### EXERCISE OBJECTIVE
Only those lines running from the line that contains "Pinpoint every roof" through the end of the material are to be written out, each exactly as shown.

Bounding box annotation entries
┌──

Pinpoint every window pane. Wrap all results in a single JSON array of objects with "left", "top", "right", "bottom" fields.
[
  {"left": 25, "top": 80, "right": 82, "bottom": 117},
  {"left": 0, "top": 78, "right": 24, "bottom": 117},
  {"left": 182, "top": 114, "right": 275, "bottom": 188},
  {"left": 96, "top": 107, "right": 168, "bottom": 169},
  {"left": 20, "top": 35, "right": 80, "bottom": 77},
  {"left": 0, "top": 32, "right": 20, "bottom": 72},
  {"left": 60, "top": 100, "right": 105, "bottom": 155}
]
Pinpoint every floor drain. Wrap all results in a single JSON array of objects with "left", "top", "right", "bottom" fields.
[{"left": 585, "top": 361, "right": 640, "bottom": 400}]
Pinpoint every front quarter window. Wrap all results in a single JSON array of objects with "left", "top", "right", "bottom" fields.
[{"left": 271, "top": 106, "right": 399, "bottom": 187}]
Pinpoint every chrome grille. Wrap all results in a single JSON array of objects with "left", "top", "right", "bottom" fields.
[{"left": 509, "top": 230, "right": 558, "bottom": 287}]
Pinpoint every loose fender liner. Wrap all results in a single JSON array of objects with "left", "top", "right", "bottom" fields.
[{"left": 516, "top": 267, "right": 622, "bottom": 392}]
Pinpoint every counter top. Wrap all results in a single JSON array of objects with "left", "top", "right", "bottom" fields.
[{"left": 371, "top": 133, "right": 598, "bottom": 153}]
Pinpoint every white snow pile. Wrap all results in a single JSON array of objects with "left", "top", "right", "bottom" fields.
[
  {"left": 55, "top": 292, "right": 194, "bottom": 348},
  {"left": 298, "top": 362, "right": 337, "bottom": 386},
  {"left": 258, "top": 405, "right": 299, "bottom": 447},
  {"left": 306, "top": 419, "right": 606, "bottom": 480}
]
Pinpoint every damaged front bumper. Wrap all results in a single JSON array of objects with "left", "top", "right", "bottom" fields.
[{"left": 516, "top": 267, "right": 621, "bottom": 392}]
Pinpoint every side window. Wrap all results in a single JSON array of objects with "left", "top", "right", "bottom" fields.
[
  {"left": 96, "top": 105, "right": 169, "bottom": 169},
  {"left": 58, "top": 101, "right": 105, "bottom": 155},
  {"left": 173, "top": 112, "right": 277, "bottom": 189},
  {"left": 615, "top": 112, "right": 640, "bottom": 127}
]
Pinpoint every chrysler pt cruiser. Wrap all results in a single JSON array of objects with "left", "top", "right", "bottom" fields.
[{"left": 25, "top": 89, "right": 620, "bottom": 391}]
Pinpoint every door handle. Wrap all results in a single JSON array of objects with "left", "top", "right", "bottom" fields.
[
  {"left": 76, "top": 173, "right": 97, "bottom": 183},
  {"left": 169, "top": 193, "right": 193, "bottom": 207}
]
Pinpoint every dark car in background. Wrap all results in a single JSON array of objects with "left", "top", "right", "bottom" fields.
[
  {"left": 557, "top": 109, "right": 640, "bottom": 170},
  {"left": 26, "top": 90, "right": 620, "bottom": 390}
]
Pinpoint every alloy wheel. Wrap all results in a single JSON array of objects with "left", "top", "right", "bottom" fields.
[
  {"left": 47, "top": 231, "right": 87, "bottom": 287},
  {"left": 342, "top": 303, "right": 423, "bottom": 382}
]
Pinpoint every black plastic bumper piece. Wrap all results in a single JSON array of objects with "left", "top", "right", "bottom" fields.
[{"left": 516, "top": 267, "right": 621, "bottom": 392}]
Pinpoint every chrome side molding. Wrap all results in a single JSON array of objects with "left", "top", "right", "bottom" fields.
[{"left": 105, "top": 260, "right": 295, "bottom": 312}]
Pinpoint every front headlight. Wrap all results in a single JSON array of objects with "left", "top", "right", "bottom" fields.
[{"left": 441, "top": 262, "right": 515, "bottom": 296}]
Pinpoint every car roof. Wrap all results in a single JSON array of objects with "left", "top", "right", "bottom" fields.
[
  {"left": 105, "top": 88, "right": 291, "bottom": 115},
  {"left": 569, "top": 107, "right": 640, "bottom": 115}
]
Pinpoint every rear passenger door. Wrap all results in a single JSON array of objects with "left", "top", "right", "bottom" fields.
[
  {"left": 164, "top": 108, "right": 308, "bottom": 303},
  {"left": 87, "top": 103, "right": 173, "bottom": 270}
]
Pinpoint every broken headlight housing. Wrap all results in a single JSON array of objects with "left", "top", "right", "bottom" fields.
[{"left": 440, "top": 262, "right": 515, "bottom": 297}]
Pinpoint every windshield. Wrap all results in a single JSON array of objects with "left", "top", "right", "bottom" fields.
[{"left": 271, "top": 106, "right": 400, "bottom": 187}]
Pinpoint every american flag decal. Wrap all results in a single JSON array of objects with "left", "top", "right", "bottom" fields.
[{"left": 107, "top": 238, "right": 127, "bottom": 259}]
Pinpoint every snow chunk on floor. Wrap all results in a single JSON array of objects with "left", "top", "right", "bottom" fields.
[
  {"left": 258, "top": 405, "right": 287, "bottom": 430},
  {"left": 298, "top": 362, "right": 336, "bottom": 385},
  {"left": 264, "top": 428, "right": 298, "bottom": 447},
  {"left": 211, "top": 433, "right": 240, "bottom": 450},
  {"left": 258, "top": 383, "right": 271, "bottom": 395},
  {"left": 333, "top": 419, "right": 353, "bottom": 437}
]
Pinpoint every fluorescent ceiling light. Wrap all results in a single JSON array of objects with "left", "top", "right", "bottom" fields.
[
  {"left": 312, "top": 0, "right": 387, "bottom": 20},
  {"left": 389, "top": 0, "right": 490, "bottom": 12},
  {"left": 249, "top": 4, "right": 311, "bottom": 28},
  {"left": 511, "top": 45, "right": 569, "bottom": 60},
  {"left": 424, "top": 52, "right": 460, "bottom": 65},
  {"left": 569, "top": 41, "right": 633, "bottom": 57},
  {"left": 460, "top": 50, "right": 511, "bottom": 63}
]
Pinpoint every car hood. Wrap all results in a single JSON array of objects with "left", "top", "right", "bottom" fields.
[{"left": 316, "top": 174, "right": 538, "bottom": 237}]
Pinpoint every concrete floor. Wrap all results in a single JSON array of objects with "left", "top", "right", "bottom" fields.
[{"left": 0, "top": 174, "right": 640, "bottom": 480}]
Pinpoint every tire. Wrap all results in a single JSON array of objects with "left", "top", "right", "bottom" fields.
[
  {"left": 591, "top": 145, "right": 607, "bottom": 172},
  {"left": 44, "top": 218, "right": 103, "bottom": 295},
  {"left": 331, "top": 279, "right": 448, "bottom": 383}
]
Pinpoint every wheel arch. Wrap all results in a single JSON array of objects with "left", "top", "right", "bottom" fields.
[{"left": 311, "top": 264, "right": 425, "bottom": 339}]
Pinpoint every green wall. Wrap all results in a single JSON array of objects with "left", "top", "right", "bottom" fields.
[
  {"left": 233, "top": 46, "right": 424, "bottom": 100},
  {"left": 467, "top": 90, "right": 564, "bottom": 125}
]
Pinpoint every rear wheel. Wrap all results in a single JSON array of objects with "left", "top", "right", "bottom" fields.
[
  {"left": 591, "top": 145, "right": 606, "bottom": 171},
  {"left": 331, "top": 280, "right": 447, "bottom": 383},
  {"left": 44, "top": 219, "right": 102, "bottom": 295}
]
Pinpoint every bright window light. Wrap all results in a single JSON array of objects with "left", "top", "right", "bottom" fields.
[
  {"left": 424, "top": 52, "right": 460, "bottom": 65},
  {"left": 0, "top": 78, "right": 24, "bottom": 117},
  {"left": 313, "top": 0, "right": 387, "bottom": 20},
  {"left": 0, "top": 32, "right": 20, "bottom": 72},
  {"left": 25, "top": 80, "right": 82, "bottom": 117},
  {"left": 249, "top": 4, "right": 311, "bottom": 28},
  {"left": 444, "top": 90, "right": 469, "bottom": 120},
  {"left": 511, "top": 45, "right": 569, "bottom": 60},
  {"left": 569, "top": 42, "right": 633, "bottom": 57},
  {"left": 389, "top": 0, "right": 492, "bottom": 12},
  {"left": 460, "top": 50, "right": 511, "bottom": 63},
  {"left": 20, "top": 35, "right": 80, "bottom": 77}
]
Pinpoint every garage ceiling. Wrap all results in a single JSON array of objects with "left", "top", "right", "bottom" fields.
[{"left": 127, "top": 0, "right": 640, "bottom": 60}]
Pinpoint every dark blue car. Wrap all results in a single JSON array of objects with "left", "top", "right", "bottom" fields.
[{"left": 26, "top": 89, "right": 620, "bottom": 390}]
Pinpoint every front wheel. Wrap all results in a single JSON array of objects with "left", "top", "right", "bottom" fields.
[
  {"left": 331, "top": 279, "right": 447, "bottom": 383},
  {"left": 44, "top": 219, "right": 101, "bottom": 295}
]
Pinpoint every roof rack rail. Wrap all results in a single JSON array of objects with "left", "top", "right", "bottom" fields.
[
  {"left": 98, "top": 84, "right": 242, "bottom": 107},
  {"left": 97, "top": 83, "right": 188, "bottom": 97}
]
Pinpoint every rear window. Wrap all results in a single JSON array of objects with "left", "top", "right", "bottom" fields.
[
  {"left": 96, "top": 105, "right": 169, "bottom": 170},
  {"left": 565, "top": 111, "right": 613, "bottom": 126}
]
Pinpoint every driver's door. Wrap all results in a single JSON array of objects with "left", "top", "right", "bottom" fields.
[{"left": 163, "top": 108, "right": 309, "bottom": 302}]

└──

### TASK ANSWER
Pinpoint every roof rack rail. Wrap all results in a single JSON array of objects with "left", "top", "right", "bottom" fields.
[
  {"left": 98, "top": 84, "right": 242, "bottom": 107},
  {"left": 97, "top": 83, "right": 188, "bottom": 97}
]
Pinpoint every rear window. Wrap all results in a single JSON array of objects with "left", "top", "right", "bottom" fields.
[
  {"left": 96, "top": 105, "right": 169, "bottom": 170},
  {"left": 565, "top": 111, "right": 613, "bottom": 126}
]
Pinpoint every driver's door. Wrap all results in a single JSON array of objects with "left", "top", "right", "bottom" fields.
[{"left": 163, "top": 108, "right": 309, "bottom": 302}]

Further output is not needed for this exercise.